Dataset excerpt
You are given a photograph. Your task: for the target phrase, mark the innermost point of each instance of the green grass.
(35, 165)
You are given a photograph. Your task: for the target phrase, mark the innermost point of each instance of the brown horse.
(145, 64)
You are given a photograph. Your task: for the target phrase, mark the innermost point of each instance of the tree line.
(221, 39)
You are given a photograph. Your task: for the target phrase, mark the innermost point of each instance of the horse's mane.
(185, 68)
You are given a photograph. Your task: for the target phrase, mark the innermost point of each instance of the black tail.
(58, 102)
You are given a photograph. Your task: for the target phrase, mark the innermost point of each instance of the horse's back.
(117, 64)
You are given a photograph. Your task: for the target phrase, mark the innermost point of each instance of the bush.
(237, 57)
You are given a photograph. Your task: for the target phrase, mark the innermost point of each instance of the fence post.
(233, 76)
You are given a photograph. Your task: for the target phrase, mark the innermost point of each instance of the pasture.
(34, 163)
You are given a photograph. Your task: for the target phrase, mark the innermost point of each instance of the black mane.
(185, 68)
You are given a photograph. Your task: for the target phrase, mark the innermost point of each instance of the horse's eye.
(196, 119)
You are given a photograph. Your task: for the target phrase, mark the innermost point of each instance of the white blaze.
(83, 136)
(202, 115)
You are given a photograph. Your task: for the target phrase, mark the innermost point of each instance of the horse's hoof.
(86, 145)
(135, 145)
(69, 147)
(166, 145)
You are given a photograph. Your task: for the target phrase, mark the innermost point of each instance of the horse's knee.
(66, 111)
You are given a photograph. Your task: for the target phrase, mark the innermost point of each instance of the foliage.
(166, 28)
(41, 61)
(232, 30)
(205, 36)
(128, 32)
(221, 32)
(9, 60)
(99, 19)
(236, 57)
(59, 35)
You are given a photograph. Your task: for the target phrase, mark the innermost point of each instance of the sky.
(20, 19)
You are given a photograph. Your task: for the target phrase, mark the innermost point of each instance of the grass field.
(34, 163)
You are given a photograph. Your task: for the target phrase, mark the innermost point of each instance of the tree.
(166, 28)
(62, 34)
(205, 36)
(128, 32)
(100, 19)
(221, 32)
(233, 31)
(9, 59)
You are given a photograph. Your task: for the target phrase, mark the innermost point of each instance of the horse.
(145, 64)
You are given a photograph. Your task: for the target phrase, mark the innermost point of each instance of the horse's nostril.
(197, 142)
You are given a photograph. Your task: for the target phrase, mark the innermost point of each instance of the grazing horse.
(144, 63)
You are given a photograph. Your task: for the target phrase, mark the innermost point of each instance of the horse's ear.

• [Exercise aim]
Please put each line of the records above into a Markdown table with two columns, Row for the row number and Line for the line itself, leaving out any blank lines.

• [Problem solution]
| Row | Line |
|---|---|
| 1 | You are given a photograph. Your task: for the target phrase, mark the innermost point of each instance of the green grass. |
| 2 | (35, 165) |
| 3 | You are given a photograph. Your task: for the target phrase, mark the innermost point of each instance of the brown horse. |
| 4 | (145, 64) |
| 5 | You are given a photograph. Your task: for the target phrase, mark the innermost point of each instance of the tree line. |
| 6 | (221, 39) |
| 7 | You are given a photograph. Your task: for the target phrase, mark the innermost point of each instance of the horse's mane. |
| 8 | (185, 68) |
| 9 | You are given a photograph. Your task: for the target phrase, mark the innermost point of each instance of the black tail. |
| 10 | (58, 102) |
| 11 | You are given a photograph. Your task: for the target phrase, mark the innermost point of each instance of the horse's back. |
| 12 | (117, 64) |
| 13 | You are given a photograph. Your task: for the target phrase, mark the innermost point of each instance of the bush. |
| 14 | (237, 57) |
| 15 | You are given a photograph. Your task: for the target phrase, mark the innermost point of each instance of the fence post. |
| 16 | (233, 76) |
| 17 | You are given a photograph. Your task: for the target phrase, mark the innermost point of each instance of the pasture. |
| 18 | (34, 163) |
| 19 | You are given a photograph. Your task: for the target phrase, mark the innermost point of each instance of the black mane. |
| 20 | (185, 68) |
| 21 | You are given a photograph. Your task: for the target phrase, mark the innermost point of each instance of the horse's eye. |
| 22 | (196, 119) |
| 23 | You are given a photograph. Your task: for the target phrase, mark the innermost point of each instance of the white blaze. |
| 24 | (83, 136) |
| 25 | (202, 115) |
| 26 | You are given a photograph. Your task: for the target phrase, mark the innermost point of each instance of the horse's hoof. |
| 27 | (86, 145) |
| 28 | (135, 145) |
| 29 | (69, 147) |
| 30 | (166, 145) |
| 31 | You are given a photograph. Your task: for the target phrase, mark the innermost point of each instance of the horse's knee. |
| 32 | (66, 111) |
| 33 | You are given a photograph. Your task: for the target phrase, mark the innermost point of each instance of the foliage. |
| 34 | (166, 28) |
| 35 | (41, 61) |
| 36 | (232, 30) |
| 37 | (205, 36) |
| 38 | (128, 32) |
| 39 | (221, 32) |
| 40 | (9, 60) |
| 41 | (99, 19) |
| 42 | (236, 57) |
| 43 | (59, 35) |
| 44 | You are given a photograph. Your task: for the target phrase, mark the innermost point of each instance of the sky. |
| 45 | (20, 19) |
| 46 | You are given a photograph. Your task: for the target phrase, mark the innermost point of each instance of the grass field. |
| 47 | (34, 163) |
| 48 | You are given a photograph. Your task: for the target phrase, mark the innermost point of each instance of the tree. |
| 49 | (166, 28) |
| 50 | (62, 34) |
| 51 | (205, 36) |
| 52 | (128, 32) |
| 53 | (100, 19) |
| 54 | (221, 32) |
| 55 | (233, 31) |
| 56 | (9, 59) |
| 57 | You are given a photograph. Your task: for the target phrase, mark the innermost point of each instance of the horse. |
| 58 | (145, 64) |
| 59 | You are given a photograph. Your task: for the target phrase, mark the innermost point of each instance of the horse's nostril. |
| 60 | (197, 142) |
| 61 | You are given a photograph. Your task: for the target phrase, mark the innermost point of each instance of the grazing horse. |
| 62 | (144, 63) |
| 63 | You are given a photograph. Your task: for the target phrase, mark the innermost point of each instance of the horse's ear. |